- **DATA**:

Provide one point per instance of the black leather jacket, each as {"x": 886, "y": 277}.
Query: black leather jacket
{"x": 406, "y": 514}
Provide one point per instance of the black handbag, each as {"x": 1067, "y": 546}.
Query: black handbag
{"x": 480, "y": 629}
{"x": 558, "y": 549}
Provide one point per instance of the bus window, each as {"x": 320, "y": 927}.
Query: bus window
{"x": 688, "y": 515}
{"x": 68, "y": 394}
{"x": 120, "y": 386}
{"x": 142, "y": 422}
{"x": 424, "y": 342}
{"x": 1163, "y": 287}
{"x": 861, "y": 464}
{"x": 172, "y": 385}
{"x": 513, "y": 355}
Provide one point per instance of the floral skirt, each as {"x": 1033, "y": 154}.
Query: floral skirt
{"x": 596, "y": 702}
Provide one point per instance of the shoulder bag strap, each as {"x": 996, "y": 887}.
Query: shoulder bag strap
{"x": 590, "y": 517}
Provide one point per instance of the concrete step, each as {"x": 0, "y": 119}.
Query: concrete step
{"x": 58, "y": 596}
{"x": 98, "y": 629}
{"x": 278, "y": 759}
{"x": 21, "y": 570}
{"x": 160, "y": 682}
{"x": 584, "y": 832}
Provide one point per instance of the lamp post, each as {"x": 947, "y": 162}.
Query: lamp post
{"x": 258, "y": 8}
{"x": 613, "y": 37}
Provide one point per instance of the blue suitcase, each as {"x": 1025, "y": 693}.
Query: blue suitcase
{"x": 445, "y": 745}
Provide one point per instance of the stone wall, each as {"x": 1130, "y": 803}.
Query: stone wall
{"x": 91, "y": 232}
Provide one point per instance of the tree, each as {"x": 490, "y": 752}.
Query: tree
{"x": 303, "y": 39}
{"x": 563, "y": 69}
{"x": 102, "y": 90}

- **WORK REQUIRED**:
Letter for letter, copy all of the entries above.

- **COMPLETED TASK**:
Provide one point per instance of the black leather jacket, each as {"x": 886, "y": 277}.
Query: black leather jacket
{"x": 406, "y": 514}
Provide one point per instance of the black handbag, each as {"x": 1067, "y": 546}.
Query: black handbag
{"x": 480, "y": 629}
{"x": 558, "y": 549}
Provide one point per instance of the bus window, each as {"x": 320, "y": 927}.
Query: bus window
{"x": 688, "y": 515}
{"x": 68, "y": 394}
{"x": 120, "y": 386}
{"x": 142, "y": 422}
{"x": 424, "y": 342}
{"x": 1163, "y": 287}
{"x": 861, "y": 464}
{"x": 172, "y": 385}
{"x": 513, "y": 355}
Provide one point per instance of the floral skirt, each as {"x": 1033, "y": 154}.
Query: floral skirt
{"x": 596, "y": 702}
Provide one point per instance of the shoulder bag strap, each as {"x": 996, "y": 887}.
Query: shoulder bag strap
{"x": 590, "y": 517}
Provide one point per instance of the concrete step, each as {"x": 0, "y": 119}.
Query: concrete step
{"x": 58, "y": 596}
{"x": 98, "y": 629}
{"x": 278, "y": 759}
{"x": 21, "y": 570}
{"x": 160, "y": 682}
{"x": 584, "y": 832}
Provide one point per instance of the lamp post, each as {"x": 947, "y": 162}.
Query: lamp post
{"x": 258, "y": 8}
{"x": 613, "y": 37}
Provide one point per instance of the blue suitcase, each as {"x": 1025, "y": 693}.
Query: blue suitcase
{"x": 445, "y": 745}
Provide one point per instance of the stone wall, each as {"x": 1130, "y": 803}.
Query: stone wall
{"x": 91, "y": 232}
Provide one point per instance of the tree, each as {"x": 490, "y": 752}.
Query: tree
{"x": 303, "y": 39}
{"x": 563, "y": 69}
{"x": 102, "y": 90}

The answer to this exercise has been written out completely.